#### What you need to do:
Emit the data below verbatim, stripping out any pictures.

#### Data provided:
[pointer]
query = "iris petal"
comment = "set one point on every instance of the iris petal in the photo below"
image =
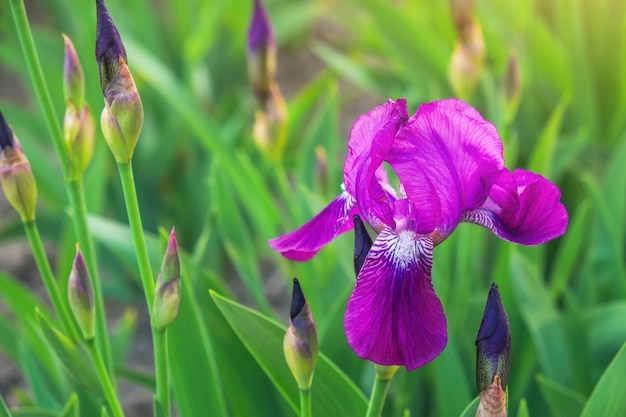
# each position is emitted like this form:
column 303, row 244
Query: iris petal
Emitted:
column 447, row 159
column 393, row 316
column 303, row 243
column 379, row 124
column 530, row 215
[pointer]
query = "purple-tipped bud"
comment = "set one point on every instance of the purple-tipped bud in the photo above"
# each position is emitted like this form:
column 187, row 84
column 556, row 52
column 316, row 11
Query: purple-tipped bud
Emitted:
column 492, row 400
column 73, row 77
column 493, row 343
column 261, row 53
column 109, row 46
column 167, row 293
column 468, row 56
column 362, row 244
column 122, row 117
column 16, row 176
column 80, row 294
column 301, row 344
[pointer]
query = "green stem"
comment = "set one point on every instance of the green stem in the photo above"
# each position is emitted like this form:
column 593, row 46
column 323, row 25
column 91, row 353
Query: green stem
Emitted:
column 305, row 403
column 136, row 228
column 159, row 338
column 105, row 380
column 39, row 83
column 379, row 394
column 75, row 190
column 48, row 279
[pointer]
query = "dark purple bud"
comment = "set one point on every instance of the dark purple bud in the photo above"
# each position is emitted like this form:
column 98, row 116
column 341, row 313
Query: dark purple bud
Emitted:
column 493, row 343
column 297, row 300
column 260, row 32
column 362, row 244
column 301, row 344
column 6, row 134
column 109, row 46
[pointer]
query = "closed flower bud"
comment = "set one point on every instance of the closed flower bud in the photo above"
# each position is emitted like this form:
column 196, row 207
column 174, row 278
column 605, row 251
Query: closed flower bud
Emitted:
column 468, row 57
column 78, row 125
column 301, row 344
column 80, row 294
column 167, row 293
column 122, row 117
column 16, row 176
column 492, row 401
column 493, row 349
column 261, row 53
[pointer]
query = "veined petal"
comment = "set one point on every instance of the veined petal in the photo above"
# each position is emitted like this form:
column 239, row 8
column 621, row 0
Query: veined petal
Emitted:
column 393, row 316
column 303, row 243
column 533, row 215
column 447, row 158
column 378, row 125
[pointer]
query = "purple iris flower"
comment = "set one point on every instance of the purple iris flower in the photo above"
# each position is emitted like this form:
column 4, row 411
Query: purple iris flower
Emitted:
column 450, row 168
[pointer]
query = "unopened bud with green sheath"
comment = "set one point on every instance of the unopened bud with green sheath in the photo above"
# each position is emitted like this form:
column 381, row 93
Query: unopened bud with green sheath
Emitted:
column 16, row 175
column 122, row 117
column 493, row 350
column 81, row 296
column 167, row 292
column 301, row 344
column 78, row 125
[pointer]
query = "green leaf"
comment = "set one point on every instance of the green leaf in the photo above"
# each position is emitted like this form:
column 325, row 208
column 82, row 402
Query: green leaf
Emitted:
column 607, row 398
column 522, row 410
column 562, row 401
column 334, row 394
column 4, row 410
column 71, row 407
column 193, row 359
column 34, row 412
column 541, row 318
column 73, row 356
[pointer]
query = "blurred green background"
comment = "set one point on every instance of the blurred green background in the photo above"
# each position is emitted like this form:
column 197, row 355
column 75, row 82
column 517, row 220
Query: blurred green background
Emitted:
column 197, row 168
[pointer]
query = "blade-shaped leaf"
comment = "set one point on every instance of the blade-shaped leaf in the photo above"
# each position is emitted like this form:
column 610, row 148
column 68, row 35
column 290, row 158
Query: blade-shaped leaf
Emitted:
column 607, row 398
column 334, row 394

#### Full response:
[pointer]
query = "iris petal"
comment = "set one point on every instance of the iris petal in the photo below"
image =
# each position is emitted like this form:
column 303, row 244
Query: iris petal
Emitted:
column 447, row 159
column 393, row 316
column 303, row 243
column 379, row 124
column 530, row 215
[pointer]
query = "purple-tipped bud"
comment = "set one point on every instance of the purple-tipped bud in the photo above"
# each position is emitted like this form:
column 187, row 84
column 556, row 52
column 316, row 11
Query: purple-tipped bud
Emitted:
column 492, row 400
column 73, row 77
column 493, row 343
column 261, row 53
column 109, row 46
column 167, row 293
column 468, row 56
column 362, row 244
column 122, row 117
column 16, row 176
column 80, row 294
column 301, row 344
[pointer]
query = "green stem"
comment = "set one point on every instance of the green stem in the photo above"
# each position is emitted like this form:
column 593, row 46
column 323, row 25
column 91, row 353
Query: green stem
Emitted:
column 305, row 403
column 136, row 228
column 159, row 338
column 105, row 380
column 39, row 83
column 379, row 394
column 75, row 190
column 48, row 279
[pointer]
query = "dark purple bud"
comment = "set one point on every instance of the dark purple bud in the photo above"
# each position is emitted like this form:
column 98, row 116
column 341, row 313
Query: dark purple bud
Emitted:
column 493, row 343
column 297, row 300
column 260, row 32
column 362, row 244
column 301, row 344
column 6, row 134
column 109, row 46
[pointer]
query = "closed flower bud"
comment = "set one point on every instance of the closed flower bud in the photo above"
# each position is emitted like this form:
column 196, row 207
column 174, row 278
column 605, row 251
Query: closed flower bud
Emitted:
column 468, row 57
column 78, row 125
column 301, row 344
column 80, row 294
column 167, row 293
column 122, row 117
column 16, row 176
column 492, row 401
column 493, row 349
column 261, row 53
[pointer]
query = "veined petal"
comment = "set one point on every instance of the veined petal in the photo above"
# each position is emitted like this form:
column 239, row 8
column 621, row 0
Query: veined petal
Emitted:
column 393, row 316
column 303, row 243
column 533, row 215
column 447, row 158
column 378, row 125
[pointer]
query = "purple iris flower"
comment = "set one point on every instance of the purple iris flower in the photo above"
# each position is emitted like this form:
column 4, row 411
Query: purple iris flower
Emitted:
column 450, row 168
[pointer]
query = "unopened bud with green sheath"
comment = "set one point on every instance of the unopened bud with green sheath in the photo above"
# each position is emitted like this form:
column 381, row 93
Query: unopened bud with green sheath
Emitted:
column 16, row 175
column 122, row 117
column 493, row 350
column 81, row 296
column 167, row 292
column 301, row 344
column 78, row 125
[pointer]
query = "green leaf"
comment = "set one point on every instance of the green leaf in the photo above"
# each position is emitted like this form:
column 325, row 208
column 82, row 402
Query: green leaf
Emitted:
column 607, row 398
column 522, row 410
column 562, row 401
column 334, row 394
column 4, row 410
column 71, row 407
column 193, row 359
column 34, row 412
column 541, row 318
column 73, row 356
[pointer]
query = "blurred green background"
comment = "set one point on every instance of the blurred green background in the photo above"
# each position is emitted like this form:
column 197, row 355
column 75, row 82
column 517, row 220
Query: blurred green background
Emitted:
column 197, row 168
[pointer]
query = "blade-shaped leaf"
comment = "set one point on every instance of the blade-shaped leaf in the photo above"
# each position is emitted like this form:
column 610, row 148
column 68, row 35
column 290, row 158
Query: blade-shaped leaf
Emitted:
column 607, row 398
column 334, row 394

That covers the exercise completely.